DESCRIPTION OF THE TASK :: Make a verbatim copy of the records; pictures stay out.

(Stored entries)
╔══

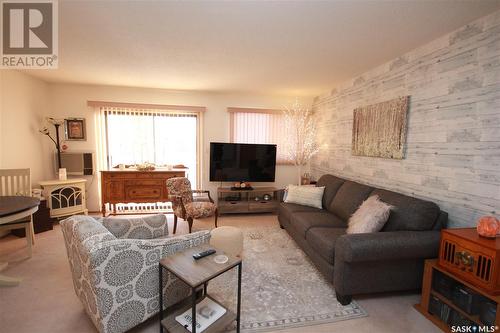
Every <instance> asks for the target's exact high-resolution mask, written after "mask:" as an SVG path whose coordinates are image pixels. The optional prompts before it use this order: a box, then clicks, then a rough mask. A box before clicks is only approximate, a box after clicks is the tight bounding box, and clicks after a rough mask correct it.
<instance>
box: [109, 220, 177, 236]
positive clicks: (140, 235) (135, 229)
mask: <svg viewBox="0 0 500 333" xmlns="http://www.w3.org/2000/svg"><path fill="white" fill-rule="evenodd" d="M101 221H102V224H103V225H104V226H105V227H106V229H108V230H109V232H111V233H112V234H113V235H114V236H115V237H116V238H129V239H153V238H158V237H164V236H168V225H167V217H166V216H165V215H163V214H158V215H152V216H145V217H133V218H127V217H104V218H102V220H101Z"/></svg>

╚══

TASK OUTPUT ::
Every <instance> asks for the target's exact high-resolution mask, written after "mask:" as an SVG path whose coordinates are image pixels. The optional prompts before it use this order: a box, then clicks, then a rough mask. A box before clicks is only approximate, a box after clicks is the tight bounding box, and clicks after a rough mask correct it.
<instance>
box: [109, 220, 177, 236]
positive clicks: (140, 235) (135, 229)
mask: <svg viewBox="0 0 500 333" xmlns="http://www.w3.org/2000/svg"><path fill="white" fill-rule="evenodd" d="M101 221H102V224H103V225H104V226H105V227H106V229H108V230H109V232H111V233H112V234H113V235H114V236H115V237H116V238H129V239H153V238H158V237H164V236H168V225H167V217H166V216H165V215H163V214H158V215H152V216H145V217H133V218H127V217H104V218H102V220H101Z"/></svg>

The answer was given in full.